-- Start of Excerpt --

In a major relief-oriented move for taxpayers and professionals, the Gujarat High Court, in its order dated 26 September 2025 in the case of Income Tax Bar Association & Another vs. Union of India & Others (R/Special Civil Application No. 13533 of 2025), issued a crucial direction to the Central Board of Direct Taxes (CBDT) regarding the deadlines for filing tax audit reports under Section 44AB and Income Tax Returns (ITR) under Section 139(1).
The Court emphasized that there must be a mandatory one-month gap between these two compliance dates, as envisaged in Explanation (ii) to Section 44AB of the Income Tax Act, 1961. This decision came after CBDT’s recent circular extended the tax audit report deadline but not the corresponding ITR filing date — creating compliance pressure and confusion among taxpayers and professionals.
The Gujarat High Court’s order thus reaffirms the statutory linkage and procedural fairness between the two deadlines, reinforcing that any extension of the audit due date must automatically result in a proportional extension of the ITR filing due date.
Background & Factual Context
- Statutory framework
- Under Section 44AB of the Income-tax Act, a taxpayer (business or professional) whose turnover/gross receipts exceed prescribed limits must submit a tax audit report by a “specified date.”
- Under Section 139(1), the taxpayer must file the Income Tax Return (ITR) by a due date (for audit cases, normally October 31) for that assessment year.
- Explanation (ii) to Section 44AB links the “specified date” for furnishing the audit report to “one month before the due date for furnishing the return under Section 139(1).”
- Recent extension for audit report
- In 2025, the CBDT issued a circular (14/2025 dated 25 September 2025) extending the “specified date” for filing tax audit reports for FY 2024-25 (AY 2025-26) from September 30, 2025 to October 31, 2025.

-- End of Excerpt --
-- Start of Data section --

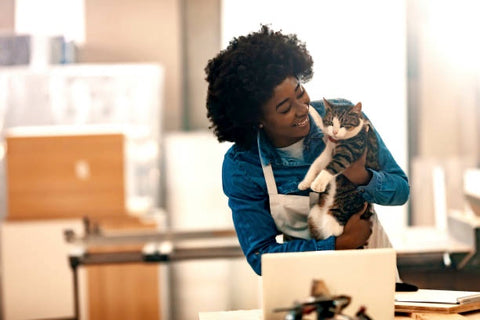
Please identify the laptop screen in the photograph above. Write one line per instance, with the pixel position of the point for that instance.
(367, 276)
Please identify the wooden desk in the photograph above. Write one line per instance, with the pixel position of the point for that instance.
(257, 315)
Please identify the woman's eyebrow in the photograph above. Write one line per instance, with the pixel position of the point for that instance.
(286, 99)
(281, 102)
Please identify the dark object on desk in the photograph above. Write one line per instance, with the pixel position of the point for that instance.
(323, 304)
(405, 287)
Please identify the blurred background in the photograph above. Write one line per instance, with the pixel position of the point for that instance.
(134, 69)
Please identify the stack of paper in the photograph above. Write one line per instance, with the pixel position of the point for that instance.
(446, 301)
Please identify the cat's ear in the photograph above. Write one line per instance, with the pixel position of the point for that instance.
(326, 104)
(358, 107)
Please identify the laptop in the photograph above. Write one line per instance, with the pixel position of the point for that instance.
(367, 276)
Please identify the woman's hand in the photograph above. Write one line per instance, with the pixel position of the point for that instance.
(355, 233)
(357, 173)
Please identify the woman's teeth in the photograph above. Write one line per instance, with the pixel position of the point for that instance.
(302, 123)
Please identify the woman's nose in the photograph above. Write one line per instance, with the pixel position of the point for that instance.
(301, 108)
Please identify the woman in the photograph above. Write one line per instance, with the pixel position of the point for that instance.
(256, 100)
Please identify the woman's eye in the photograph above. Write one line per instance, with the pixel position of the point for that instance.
(302, 93)
(284, 109)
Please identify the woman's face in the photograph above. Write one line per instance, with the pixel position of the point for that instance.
(285, 116)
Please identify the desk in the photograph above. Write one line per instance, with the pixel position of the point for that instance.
(257, 315)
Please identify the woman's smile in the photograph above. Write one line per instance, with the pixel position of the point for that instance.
(302, 123)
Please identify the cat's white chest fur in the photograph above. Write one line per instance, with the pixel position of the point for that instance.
(323, 225)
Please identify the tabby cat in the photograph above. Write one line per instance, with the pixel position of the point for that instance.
(347, 134)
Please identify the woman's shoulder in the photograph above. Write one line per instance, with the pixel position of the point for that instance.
(242, 173)
(237, 157)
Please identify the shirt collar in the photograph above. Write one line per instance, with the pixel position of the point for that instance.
(267, 151)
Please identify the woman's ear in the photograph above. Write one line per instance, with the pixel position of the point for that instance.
(326, 103)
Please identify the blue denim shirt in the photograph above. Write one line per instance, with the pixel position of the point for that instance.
(245, 187)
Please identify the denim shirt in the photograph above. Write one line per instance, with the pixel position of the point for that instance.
(244, 185)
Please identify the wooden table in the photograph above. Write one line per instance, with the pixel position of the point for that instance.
(257, 315)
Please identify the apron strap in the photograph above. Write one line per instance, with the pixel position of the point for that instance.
(269, 179)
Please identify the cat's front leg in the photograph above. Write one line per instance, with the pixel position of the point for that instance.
(309, 177)
(321, 181)
(319, 164)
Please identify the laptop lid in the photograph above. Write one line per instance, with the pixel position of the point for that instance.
(367, 276)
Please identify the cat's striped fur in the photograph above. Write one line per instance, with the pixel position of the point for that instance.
(348, 133)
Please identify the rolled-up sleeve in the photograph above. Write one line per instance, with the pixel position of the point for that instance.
(388, 186)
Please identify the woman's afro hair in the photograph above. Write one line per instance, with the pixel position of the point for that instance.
(241, 79)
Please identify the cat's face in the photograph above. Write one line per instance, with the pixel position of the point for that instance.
(342, 121)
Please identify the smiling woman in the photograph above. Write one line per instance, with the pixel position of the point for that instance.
(256, 100)
(285, 116)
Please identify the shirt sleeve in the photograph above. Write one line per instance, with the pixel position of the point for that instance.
(388, 186)
(255, 227)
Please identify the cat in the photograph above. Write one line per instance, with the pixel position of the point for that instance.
(348, 133)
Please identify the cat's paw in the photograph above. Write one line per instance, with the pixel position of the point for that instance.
(321, 182)
(304, 185)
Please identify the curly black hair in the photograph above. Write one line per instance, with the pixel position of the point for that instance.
(241, 79)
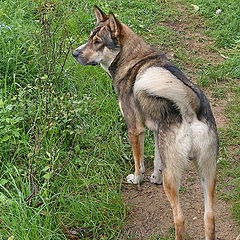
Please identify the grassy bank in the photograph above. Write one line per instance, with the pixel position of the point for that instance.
(64, 150)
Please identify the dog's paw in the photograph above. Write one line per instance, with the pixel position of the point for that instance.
(156, 179)
(131, 178)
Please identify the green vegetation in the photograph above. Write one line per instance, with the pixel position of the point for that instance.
(64, 150)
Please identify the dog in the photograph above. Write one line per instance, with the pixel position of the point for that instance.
(154, 93)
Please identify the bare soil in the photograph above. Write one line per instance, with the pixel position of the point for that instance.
(152, 213)
(151, 210)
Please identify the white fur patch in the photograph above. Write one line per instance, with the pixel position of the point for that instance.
(160, 82)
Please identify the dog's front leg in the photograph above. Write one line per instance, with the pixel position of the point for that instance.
(137, 143)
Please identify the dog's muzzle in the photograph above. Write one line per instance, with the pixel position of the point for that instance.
(75, 53)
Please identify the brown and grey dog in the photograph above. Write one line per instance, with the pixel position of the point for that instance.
(154, 93)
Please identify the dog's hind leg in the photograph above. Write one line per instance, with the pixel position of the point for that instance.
(171, 188)
(156, 176)
(208, 180)
(174, 147)
(137, 143)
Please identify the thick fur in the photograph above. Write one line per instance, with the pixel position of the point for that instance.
(154, 93)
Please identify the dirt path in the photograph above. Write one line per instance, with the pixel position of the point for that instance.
(152, 212)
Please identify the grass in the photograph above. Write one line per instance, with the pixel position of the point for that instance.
(63, 143)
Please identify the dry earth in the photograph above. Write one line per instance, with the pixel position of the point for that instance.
(152, 212)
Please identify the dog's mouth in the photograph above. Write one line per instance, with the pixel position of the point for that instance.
(83, 61)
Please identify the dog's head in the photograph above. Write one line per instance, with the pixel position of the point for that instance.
(104, 42)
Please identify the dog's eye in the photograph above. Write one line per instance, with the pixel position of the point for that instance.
(97, 42)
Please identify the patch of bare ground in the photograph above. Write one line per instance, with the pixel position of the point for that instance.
(152, 213)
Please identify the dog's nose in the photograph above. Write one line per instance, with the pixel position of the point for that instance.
(75, 53)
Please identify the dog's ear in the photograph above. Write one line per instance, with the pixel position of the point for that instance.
(115, 25)
(100, 15)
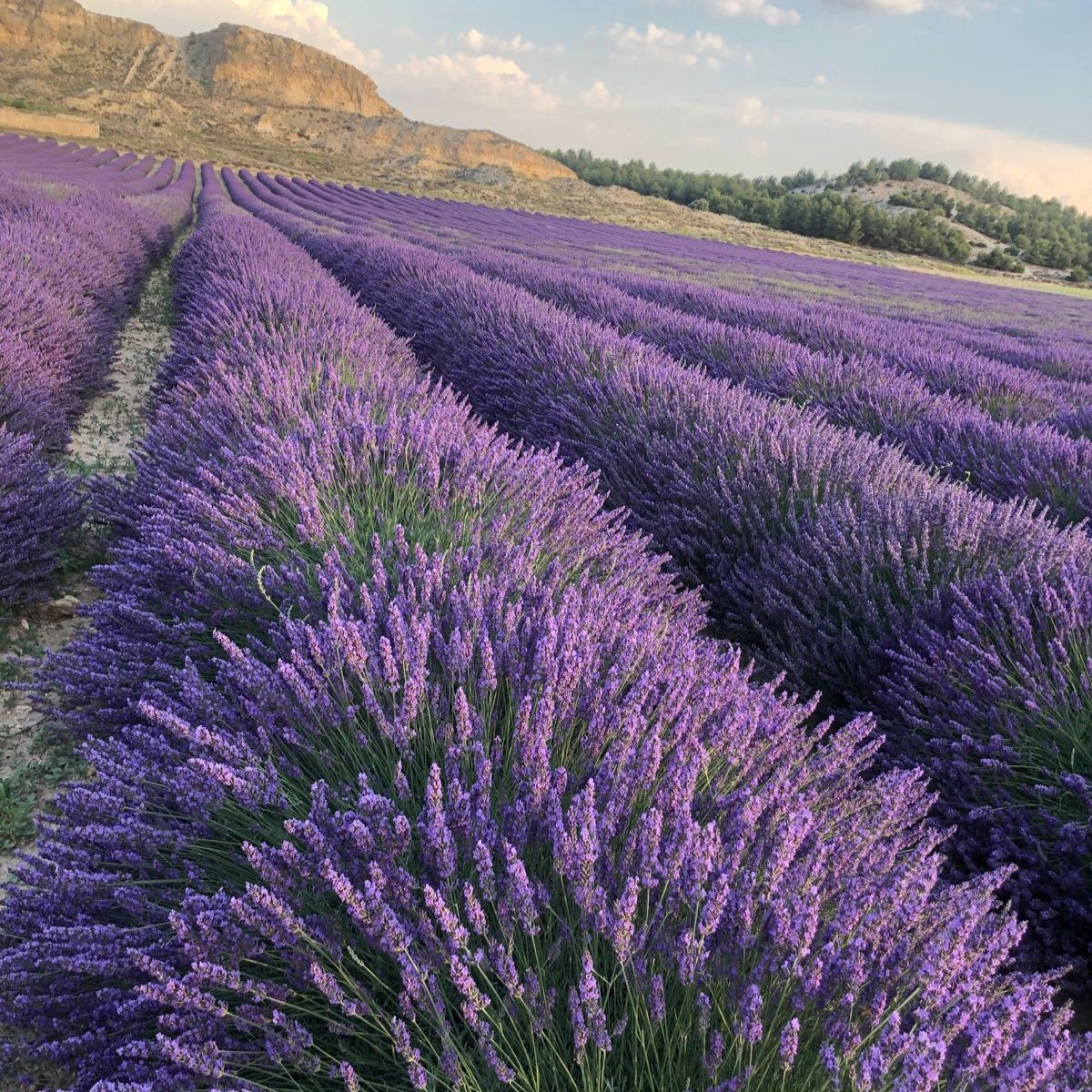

-- End of Data section --

§ Exercise set
1. List every calendar date in the article on the Gujarat High Court ruling that includes a year.
2. Update the passage of the article on the Gujarat High Court ruling that begins at the words "- Explanation (ii)" and stops after "October 31, 2025.", changing "circular" to "notification".
Answer from the article on the Gujarat High Court ruling alone.

§ Results for each task
1. 26 September 2025; 25 September 2025; September 30, 2025; October 31, 2025

2.
- Explanation (ii) to Section 44AB links the “specified date” for furnishing the audit report to “one month before the due date for furnishing the return under Section 139(1).”
- Recent extension for audit report
- In 2025, the CBDT issued a notification (14/2025 dated 25 September 2025) extending the “specified date” for filing tax audit reports for FY 2024-25 (AY 2025-26) from September 30, 2025 to October 31, 2025.